(Records from a data collection)

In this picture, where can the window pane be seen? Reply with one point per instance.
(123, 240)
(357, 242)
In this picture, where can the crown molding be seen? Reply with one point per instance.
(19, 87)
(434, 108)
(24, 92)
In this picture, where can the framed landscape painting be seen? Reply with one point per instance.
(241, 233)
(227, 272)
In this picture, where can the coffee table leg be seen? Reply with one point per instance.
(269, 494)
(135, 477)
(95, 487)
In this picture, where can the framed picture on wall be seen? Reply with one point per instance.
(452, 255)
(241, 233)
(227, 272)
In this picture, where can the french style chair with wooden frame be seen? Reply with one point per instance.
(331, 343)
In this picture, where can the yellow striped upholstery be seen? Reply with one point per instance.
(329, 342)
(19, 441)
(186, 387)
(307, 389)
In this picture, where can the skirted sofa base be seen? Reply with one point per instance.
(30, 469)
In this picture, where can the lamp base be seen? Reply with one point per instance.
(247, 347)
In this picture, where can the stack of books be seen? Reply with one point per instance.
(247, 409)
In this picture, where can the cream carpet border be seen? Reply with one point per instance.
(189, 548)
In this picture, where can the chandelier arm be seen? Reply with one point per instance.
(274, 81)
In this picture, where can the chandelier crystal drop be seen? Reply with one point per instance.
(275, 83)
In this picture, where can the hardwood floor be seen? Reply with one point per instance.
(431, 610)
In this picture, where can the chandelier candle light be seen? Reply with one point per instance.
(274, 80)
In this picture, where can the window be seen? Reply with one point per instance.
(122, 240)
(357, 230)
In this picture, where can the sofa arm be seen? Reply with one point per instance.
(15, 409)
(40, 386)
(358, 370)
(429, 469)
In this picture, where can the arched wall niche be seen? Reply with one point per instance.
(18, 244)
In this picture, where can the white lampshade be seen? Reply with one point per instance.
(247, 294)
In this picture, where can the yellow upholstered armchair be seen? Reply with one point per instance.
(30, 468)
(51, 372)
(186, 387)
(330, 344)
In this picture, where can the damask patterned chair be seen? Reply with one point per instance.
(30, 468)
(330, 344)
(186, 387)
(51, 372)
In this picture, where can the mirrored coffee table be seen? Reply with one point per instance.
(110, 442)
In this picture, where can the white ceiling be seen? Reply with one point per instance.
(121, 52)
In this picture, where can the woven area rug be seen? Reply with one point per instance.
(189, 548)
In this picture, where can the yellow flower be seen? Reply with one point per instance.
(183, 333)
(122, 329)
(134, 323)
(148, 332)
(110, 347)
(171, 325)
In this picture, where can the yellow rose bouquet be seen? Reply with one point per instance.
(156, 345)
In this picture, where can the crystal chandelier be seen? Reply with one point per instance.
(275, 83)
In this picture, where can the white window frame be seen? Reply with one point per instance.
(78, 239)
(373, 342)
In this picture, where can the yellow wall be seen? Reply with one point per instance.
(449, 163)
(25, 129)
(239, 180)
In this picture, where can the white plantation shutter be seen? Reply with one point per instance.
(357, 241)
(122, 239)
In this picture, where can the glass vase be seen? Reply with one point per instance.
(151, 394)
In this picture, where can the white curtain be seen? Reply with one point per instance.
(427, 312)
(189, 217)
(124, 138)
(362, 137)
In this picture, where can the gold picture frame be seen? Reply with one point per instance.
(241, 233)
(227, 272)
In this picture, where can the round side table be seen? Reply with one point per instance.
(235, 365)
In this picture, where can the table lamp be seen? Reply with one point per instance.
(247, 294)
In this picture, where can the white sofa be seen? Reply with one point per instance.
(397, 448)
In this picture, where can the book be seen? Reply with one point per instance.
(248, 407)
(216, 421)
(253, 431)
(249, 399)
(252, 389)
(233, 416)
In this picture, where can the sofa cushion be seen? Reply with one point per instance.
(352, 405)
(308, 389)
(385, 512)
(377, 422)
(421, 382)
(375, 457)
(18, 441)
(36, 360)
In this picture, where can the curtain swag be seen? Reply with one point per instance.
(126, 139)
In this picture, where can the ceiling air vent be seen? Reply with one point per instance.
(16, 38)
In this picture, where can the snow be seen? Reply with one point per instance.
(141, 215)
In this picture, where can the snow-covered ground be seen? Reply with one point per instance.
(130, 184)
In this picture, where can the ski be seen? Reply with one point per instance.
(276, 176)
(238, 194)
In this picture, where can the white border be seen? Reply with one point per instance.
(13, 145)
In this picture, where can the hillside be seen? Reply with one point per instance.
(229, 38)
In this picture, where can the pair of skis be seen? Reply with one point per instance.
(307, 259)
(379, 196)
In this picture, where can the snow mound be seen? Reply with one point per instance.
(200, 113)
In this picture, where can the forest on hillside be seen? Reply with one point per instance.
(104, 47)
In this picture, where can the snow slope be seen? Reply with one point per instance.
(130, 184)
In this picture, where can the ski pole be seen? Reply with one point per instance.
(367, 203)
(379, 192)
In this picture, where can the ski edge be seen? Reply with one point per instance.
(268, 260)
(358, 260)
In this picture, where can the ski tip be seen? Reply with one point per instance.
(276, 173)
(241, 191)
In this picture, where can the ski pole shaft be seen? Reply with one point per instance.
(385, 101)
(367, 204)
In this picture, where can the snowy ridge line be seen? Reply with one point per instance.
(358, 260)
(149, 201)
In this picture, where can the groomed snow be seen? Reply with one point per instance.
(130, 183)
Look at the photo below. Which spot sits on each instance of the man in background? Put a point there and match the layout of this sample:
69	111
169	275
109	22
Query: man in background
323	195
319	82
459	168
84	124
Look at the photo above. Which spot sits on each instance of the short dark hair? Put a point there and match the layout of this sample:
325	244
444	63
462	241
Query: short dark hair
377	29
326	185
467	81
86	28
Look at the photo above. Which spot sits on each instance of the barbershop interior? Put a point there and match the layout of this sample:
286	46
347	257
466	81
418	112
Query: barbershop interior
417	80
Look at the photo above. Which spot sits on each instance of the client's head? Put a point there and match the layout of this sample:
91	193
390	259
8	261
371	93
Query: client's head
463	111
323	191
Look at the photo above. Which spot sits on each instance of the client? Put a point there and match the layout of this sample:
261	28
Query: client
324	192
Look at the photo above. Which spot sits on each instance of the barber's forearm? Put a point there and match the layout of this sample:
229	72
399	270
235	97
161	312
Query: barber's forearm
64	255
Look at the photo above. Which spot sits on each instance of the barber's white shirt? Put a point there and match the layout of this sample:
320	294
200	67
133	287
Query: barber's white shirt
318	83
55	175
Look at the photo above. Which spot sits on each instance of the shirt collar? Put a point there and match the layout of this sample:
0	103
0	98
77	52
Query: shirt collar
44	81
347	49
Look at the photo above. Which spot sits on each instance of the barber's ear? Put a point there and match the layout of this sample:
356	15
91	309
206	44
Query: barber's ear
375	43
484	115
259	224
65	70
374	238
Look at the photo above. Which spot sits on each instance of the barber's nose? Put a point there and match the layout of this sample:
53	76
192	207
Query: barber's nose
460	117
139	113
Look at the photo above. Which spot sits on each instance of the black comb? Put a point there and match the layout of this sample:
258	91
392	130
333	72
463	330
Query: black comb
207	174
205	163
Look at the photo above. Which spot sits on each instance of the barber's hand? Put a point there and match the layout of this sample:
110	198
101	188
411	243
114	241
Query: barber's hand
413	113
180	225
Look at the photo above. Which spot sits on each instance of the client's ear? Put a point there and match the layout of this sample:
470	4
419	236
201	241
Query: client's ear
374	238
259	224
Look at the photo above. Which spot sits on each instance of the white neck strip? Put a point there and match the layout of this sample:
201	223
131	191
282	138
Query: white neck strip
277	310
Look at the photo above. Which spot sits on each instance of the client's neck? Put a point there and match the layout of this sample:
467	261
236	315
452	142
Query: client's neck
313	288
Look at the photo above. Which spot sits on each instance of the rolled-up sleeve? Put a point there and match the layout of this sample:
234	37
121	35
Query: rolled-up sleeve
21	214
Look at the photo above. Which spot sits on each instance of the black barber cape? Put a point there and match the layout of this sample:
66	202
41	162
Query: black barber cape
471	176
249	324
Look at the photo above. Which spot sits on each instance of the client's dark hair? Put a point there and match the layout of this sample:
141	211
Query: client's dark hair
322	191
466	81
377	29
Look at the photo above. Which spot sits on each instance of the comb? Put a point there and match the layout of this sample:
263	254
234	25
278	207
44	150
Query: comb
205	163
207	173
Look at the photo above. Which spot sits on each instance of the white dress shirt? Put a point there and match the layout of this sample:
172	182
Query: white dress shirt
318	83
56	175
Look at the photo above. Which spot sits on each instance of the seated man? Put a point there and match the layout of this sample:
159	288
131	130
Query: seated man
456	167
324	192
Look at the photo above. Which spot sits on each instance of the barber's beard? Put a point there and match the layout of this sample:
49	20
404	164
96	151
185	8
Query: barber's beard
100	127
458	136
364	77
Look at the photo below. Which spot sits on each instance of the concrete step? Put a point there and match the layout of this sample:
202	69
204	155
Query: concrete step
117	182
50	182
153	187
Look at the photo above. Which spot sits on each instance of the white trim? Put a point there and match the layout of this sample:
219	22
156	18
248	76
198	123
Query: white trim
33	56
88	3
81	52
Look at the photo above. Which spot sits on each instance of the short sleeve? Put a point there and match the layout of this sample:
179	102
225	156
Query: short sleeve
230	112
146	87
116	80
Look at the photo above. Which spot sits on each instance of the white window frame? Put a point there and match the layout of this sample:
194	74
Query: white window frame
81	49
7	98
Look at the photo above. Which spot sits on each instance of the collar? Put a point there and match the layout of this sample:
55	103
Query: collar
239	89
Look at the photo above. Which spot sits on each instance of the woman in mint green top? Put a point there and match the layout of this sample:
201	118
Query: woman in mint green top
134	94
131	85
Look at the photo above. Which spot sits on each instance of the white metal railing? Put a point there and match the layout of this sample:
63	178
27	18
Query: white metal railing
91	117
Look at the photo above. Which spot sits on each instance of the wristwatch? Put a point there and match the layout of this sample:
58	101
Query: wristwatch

▶ [PROBLEM DESCRIPTION]: Search the data and copy each line containing "below".

▶ [FINAL ANSWER]:
Look at the photo below. Which spot sits on each instance of the man in background? Put a point there and match the layout of this sample:
Look at the photo below. Which spot sits on each instance of the concrete step? Put a point there and match the layout of this sample:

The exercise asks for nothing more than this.